### Text provided
== == ==

13th Chief of Defence Forces
- In office 3 February 1995 – 31 December 1998
- Monarch: Ja'afar
- Prime Minister: Mahathir Mohamad
- Minister of Defence: Najib Razak (1995); Syed Hamid Albar (1995–1998);
- Preceded by: Borhan Ahmad
- Succeeded by: Mohd Zahidi Zainuddin

14th Chief of Army
- In office 1 February 1994 – 2 February 1995
- Preceded by: Borhan Ahmad
- Succeeded by: Che Md Noor Mat Arshad

Personal details
- Born: 29 April 1941 (age 85) Gemas, Negeri Sembilan, Federated Malay States
- Spouse: Azizah Abdul Aziz ​(died 2002)​
- Children: 4
- Education: Federation Military College, Port Dickson; Royal Military Academy, Sandhurst;

Military service
- Allegiance: Malaysia
- Branch/service: Malaysian Army
- Years of service: 1961–1998
- Rank: General
- Unit: Royal Malay Regiment
- Battles/wars: Indonesia–Malaysia confrontation; Second Malayan Emergency;

= Ismail Omar (general) =

13th Chief of the Malaysian Defence Forces (1995–1998)

Ismail bin Omar (born 29 April 1941), is a Malaysian retired military officer who served as the 13th chief of defence forces from February 1995 to December 1998. Prior to his appointment, he previously served as the 14th chief of Malaysian Army from February 1994 to February 1995.

== Early life and education ==
Ismail was born on 29 April 1941 at Gemas, Negeri Sembilan and he raised at Segamat, Johor. He get his second education at the Federation Military College, Port Dickson before he selected to undergo overseas officer cadet course at the Royal Military Academy, Sandhurst in 1960.

After joined to military, Ismail attended various courses, including course at Canadian Army Command and Staff College in 1972, and then at National Defence College in New Delhi in 1988.

== == ==

### Required actions
1. Summarize the biography of Ismail Omar in two sentences.
2. According to the biography of Ismail Omar, who preceded him as Chief of Defence Forces?
3. Translate this sentence from the biography of Ismail Omar into Spanish: "Prior to his appointment, he previously served as the 14th chief of Malaysian Army from February 1994 to February 1995."

[Raw records]
== == ==

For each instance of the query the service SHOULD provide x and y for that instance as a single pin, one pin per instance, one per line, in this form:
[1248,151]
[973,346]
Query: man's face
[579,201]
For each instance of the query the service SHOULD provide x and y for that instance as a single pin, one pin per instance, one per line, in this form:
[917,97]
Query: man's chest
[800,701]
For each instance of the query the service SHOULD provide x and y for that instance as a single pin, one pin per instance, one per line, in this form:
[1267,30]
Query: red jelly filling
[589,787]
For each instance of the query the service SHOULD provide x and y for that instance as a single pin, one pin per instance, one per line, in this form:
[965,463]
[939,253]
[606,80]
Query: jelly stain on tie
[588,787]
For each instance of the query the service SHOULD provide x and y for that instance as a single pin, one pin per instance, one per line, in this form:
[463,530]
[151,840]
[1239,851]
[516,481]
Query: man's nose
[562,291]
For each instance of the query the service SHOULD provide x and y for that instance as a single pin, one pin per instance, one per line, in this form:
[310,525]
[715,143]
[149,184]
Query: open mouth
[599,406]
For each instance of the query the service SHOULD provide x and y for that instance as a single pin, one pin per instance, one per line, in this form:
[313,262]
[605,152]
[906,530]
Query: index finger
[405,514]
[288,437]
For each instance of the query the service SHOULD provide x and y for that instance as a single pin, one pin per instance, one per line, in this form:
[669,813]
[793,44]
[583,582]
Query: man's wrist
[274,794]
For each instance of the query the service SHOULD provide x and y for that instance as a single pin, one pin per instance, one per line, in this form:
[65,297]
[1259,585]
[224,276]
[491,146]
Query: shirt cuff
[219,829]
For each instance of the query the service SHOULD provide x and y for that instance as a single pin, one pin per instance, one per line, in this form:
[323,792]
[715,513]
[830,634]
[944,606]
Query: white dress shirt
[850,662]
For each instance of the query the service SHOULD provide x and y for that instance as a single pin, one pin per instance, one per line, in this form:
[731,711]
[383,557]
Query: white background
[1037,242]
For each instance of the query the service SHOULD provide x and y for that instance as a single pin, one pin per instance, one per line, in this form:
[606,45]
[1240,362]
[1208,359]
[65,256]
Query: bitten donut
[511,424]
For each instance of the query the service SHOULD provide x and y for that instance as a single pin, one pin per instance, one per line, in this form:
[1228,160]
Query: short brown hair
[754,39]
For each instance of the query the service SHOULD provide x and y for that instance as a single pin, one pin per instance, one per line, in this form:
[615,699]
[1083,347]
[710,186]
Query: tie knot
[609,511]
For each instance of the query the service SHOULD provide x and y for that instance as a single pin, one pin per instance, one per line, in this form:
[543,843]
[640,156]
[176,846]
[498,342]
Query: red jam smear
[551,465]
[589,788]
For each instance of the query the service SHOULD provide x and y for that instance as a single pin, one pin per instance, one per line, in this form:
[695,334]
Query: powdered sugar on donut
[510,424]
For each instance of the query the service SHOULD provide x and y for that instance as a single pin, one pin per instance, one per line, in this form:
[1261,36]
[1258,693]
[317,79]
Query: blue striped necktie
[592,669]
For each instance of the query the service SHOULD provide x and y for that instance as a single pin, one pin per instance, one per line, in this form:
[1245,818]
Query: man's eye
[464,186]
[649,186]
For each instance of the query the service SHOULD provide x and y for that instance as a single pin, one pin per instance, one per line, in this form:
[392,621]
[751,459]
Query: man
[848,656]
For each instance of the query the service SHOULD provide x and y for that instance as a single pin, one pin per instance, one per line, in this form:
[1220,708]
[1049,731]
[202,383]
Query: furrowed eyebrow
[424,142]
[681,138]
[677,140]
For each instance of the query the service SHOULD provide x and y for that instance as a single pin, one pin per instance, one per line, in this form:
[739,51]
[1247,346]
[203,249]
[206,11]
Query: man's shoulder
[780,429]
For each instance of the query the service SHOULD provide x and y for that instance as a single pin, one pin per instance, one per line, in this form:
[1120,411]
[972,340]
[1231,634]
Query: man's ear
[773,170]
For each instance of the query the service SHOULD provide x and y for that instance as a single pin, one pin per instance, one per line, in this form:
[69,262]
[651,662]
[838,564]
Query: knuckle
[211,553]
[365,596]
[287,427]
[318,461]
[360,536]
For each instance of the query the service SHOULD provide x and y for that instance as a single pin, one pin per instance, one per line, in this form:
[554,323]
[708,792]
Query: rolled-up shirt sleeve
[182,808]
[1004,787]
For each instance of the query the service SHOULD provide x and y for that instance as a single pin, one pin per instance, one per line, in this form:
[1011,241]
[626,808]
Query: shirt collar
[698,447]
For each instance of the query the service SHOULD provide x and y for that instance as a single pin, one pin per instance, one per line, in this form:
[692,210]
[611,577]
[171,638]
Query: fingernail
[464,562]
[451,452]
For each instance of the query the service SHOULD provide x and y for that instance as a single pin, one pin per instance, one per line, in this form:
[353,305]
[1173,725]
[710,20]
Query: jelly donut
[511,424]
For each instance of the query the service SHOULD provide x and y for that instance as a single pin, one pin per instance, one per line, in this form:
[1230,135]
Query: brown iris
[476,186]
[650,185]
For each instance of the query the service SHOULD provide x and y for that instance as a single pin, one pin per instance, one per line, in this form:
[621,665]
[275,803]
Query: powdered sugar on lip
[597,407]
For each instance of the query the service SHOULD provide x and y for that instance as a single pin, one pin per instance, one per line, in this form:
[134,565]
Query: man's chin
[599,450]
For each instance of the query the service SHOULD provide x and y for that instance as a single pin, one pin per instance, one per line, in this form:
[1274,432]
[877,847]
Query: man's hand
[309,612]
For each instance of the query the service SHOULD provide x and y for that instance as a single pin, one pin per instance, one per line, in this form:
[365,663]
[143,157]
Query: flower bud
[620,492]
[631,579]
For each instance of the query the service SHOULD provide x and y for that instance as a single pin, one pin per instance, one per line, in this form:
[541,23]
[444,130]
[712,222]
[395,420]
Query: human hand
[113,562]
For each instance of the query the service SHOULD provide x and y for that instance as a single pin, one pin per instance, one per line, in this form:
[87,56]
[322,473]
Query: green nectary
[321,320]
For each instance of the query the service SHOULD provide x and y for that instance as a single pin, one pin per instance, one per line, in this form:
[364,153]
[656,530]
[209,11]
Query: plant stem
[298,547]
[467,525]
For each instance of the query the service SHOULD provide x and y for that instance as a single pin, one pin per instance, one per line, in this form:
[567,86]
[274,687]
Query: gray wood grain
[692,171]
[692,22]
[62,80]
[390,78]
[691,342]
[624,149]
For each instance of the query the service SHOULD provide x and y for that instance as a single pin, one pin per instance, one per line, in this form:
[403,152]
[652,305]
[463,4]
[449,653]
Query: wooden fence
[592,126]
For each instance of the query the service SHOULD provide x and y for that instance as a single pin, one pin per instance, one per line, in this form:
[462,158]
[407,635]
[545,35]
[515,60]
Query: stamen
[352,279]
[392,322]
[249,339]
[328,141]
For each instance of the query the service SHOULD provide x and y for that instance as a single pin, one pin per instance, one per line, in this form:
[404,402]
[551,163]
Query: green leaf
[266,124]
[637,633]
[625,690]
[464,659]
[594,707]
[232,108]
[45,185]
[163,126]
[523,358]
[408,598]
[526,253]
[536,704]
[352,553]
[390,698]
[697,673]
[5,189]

== == ==

### Exercise responses
1. Ismail bin Omar, born 29 April 1941, is a retired Malaysian military officer who served as the 13th chief of defence forces from February 1995 to December 1998, after serving as the 14th chief of the Malaysian Army from February 1994 to February 1995. Born in Gemas, Negeri Sembilan, he studied at the Federation Military College in Port Dickson and the Royal Military Academy, Sandhurst, and later attended courses at the Canadian Army Command and Staff College in 1972 and the National Defence College in New Delhi in 1988.

2. Borhan Ahmad.

3. Antes de su nombramiento, se desempeñó como el 14.º jefe del Ejército de Malasia desde febrero de 1994 hasta febrero de 1995.